━━━━━ RECORDS SHOWN ━━━━━

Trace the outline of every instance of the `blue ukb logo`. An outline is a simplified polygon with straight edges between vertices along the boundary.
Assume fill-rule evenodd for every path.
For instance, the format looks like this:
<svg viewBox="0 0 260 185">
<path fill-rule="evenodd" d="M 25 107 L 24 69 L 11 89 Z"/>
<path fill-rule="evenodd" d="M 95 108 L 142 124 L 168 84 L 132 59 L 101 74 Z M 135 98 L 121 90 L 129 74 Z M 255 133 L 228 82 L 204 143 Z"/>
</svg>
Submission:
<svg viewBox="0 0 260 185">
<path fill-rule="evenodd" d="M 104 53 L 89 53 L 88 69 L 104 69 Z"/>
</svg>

━━━━━
━━━━━ RECORDS SHOWN ━━━━━

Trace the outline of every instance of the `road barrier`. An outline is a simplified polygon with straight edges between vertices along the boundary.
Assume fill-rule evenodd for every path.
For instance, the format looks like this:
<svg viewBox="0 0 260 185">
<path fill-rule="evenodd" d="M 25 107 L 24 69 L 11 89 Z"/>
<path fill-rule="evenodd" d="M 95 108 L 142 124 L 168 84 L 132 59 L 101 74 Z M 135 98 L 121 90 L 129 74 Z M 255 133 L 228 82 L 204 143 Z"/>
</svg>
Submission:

━━━━━
━━━━━ RECORDS SHOWN ━━━━━

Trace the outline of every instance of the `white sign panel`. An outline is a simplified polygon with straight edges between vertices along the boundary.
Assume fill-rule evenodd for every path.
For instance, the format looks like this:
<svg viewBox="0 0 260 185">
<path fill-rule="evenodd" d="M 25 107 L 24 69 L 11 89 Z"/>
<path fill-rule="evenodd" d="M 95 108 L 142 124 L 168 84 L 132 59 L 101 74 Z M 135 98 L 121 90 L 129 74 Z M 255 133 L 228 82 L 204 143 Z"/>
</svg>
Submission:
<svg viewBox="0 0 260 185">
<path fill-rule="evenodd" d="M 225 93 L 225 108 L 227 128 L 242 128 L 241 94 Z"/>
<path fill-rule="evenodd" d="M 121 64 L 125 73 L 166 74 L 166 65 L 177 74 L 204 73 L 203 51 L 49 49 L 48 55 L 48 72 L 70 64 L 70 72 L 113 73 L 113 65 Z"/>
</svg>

━━━━━

> _TASK GOAL_:
From the items above, copy every line that contains the string "edges", matching case exactly.

> _SOLVED PROBLEM_:
Trace the outline of every instance of the `blue ukb logo`. An outline is a simplified polygon with straight edges between vertices along the boundary.
Trace the outline of every instance of the `road barrier`. An outline is a simplified polygon with straight edges between vertices along the boundary.
Trace the outline of every instance of the `white sign panel`. An outline is a simplified polygon with straight edges between vertices along the boundary.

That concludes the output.